* _Data supplied_:
========

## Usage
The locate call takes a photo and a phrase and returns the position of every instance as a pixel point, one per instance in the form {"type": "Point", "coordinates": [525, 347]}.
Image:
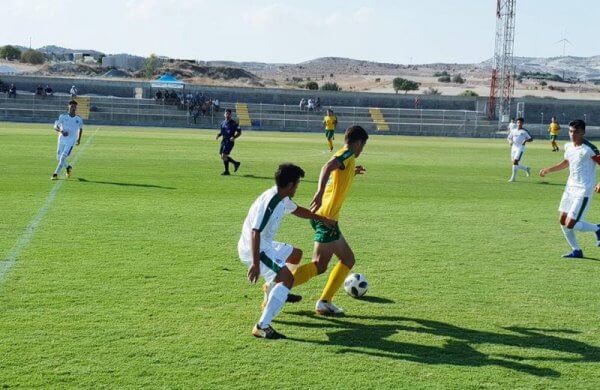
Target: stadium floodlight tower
{"type": "Point", "coordinates": [502, 86]}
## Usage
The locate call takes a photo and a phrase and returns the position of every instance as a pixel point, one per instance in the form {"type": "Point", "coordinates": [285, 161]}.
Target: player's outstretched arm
{"type": "Point", "coordinates": [301, 212]}
{"type": "Point", "coordinates": [555, 168]}
{"type": "Point", "coordinates": [329, 167]}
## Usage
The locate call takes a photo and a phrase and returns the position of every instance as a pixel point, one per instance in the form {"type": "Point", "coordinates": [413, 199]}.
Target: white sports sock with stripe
{"type": "Point", "coordinates": [583, 226]}
{"type": "Point", "coordinates": [570, 236]}
{"type": "Point", "coordinates": [276, 301]}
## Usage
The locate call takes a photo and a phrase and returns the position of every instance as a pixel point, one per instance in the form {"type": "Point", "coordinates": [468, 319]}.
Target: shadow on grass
{"type": "Point", "coordinates": [546, 183]}
{"type": "Point", "coordinates": [271, 178]}
{"type": "Point", "coordinates": [371, 299]}
{"type": "Point", "coordinates": [81, 179]}
{"type": "Point", "coordinates": [374, 339]}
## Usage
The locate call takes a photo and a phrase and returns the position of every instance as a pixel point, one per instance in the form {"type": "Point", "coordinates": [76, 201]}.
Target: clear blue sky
{"type": "Point", "coordinates": [398, 31]}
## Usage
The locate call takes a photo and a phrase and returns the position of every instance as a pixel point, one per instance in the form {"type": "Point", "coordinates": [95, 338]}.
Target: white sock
{"type": "Point", "coordinates": [583, 226]}
{"type": "Point", "coordinates": [570, 236]}
{"type": "Point", "coordinates": [277, 299]}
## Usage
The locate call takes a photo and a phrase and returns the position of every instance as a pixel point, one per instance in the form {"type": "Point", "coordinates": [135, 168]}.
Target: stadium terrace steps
{"type": "Point", "coordinates": [243, 114]}
{"type": "Point", "coordinates": [378, 119]}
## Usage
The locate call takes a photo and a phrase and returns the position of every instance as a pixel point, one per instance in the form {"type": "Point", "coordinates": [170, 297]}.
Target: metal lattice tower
{"type": "Point", "coordinates": [502, 86]}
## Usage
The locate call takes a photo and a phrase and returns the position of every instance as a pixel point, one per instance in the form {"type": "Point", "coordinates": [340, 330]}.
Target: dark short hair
{"type": "Point", "coordinates": [355, 133]}
{"type": "Point", "coordinates": [577, 124]}
{"type": "Point", "coordinates": [288, 173]}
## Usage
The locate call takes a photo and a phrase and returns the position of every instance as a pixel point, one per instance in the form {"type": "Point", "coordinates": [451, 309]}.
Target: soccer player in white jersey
{"type": "Point", "coordinates": [517, 138]}
{"type": "Point", "coordinates": [69, 127]}
{"type": "Point", "coordinates": [264, 256]}
{"type": "Point", "coordinates": [581, 156]}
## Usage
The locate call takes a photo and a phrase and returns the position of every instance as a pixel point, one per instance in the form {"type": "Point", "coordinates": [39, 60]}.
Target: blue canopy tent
{"type": "Point", "coordinates": [168, 81]}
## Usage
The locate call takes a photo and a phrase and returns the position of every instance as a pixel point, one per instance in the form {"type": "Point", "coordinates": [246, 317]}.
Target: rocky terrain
{"type": "Point", "coordinates": [578, 77]}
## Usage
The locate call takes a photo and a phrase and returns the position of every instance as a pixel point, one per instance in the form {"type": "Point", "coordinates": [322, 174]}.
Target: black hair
{"type": "Point", "coordinates": [288, 173]}
{"type": "Point", "coordinates": [355, 133]}
{"type": "Point", "coordinates": [577, 124]}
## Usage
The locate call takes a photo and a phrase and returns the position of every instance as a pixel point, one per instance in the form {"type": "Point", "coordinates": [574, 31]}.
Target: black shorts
{"type": "Point", "coordinates": [226, 147]}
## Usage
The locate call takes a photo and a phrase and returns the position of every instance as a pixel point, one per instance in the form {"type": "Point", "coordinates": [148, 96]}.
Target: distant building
{"type": "Point", "coordinates": [123, 61]}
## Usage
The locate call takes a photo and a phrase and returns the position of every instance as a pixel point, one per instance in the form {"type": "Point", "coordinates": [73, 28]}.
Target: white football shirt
{"type": "Point", "coordinates": [582, 169]}
{"type": "Point", "coordinates": [518, 137]}
{"type": "Point", "coordinates": [71, 124]}
{"type": "Point", "coordinates": [265, 215]}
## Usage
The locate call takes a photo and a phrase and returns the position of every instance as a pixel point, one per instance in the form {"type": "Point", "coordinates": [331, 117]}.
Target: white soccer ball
{"type": "Point", "coordinates": [356, 285]}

========

* _Exercise directions_: Please count the lines in the listing above that contain the string "black", with case counting, and give only the number.

* _The response_: 2